### Excerpted passage:

━━━━━━

# Time measurement and calculation in double slit experiment with single photons

Assumption: Screen detector is much closer to the slits than in "standard experiment" and the small angle approximation can't be used to determine the interference fringe maxima, but the interference pattern still occurs. The point of detector screen being closer is to make the difference between path lengths (from slits to the same point on screen) relatively greater so they could not be approximated as parallel, to make this difference more significant in comparison to the distance between the slits. But it still must be small enough to keep the interference.

I want to know as much as I can about the difference between QM probability wave function propagation of photon interfering with itself and CM paths of photon considered as a classical EM wave or a particle. I think that travel time is an important aspect in this respect.

As I reckon, any measurement at the slits would destroy the interference pattern, so I need to measure the time of photon leaving the gun, so I need the first detector right there.

Is it possible to check the following assumption experimentally: Travel time of SINGLE photon from the gun outlet to the fringe maxima on screen has to be equal or greater than the longer path divided by speed (c for photon). If the time was shorter, the interference pattern could not occur.

My reasoning: Photon, as a probability wave, takes both paths to interfere with itself. I assumed, that it can't travel faster than light even as a probability wave. In other words - probability of detecting photon, that moves faster than light, is zero. Interference pattern on screen requires contributions from both slits, so it can't occur until both paths are traversed by the probability wave, hence the longer path in assumption.

━━━━━━

### Data block:

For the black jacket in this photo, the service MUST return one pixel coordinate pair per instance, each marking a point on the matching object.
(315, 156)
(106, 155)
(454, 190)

━━━━━━

### Exercises to complete:
- A) From the double-slit post, write out word for word the part that opens with "I want to know" and closes with "in this respect.".
- B) Answer these questions from the double-slit post.
(i) According to the post, what would destroy the interference pattern?
(ii) Where does the poster need the first detector to be?
(iii) In the proposed assumption, what speed is given for the photon?
- C) Translate this sentence from the double-slit post into Spanish: "I think that travel time is an important aspect in this respect."
Rely solely on the double-slit post.

### Results of the tasks:
- A)
I want to know as much as I can about the difference between QM probability wave function propagation of photon interfering with itself and CM paths of photon considered as a classical EM wave or a particle. I think that travel time is an important aspect in this respect.

- B)
(i) Any measurement at the slits.
(ii) Right at the gun, to measure the time the photon leaves it.
(iii) c.

- C) Creo que el tiempo de viaje es un aspecto importante a este respecto.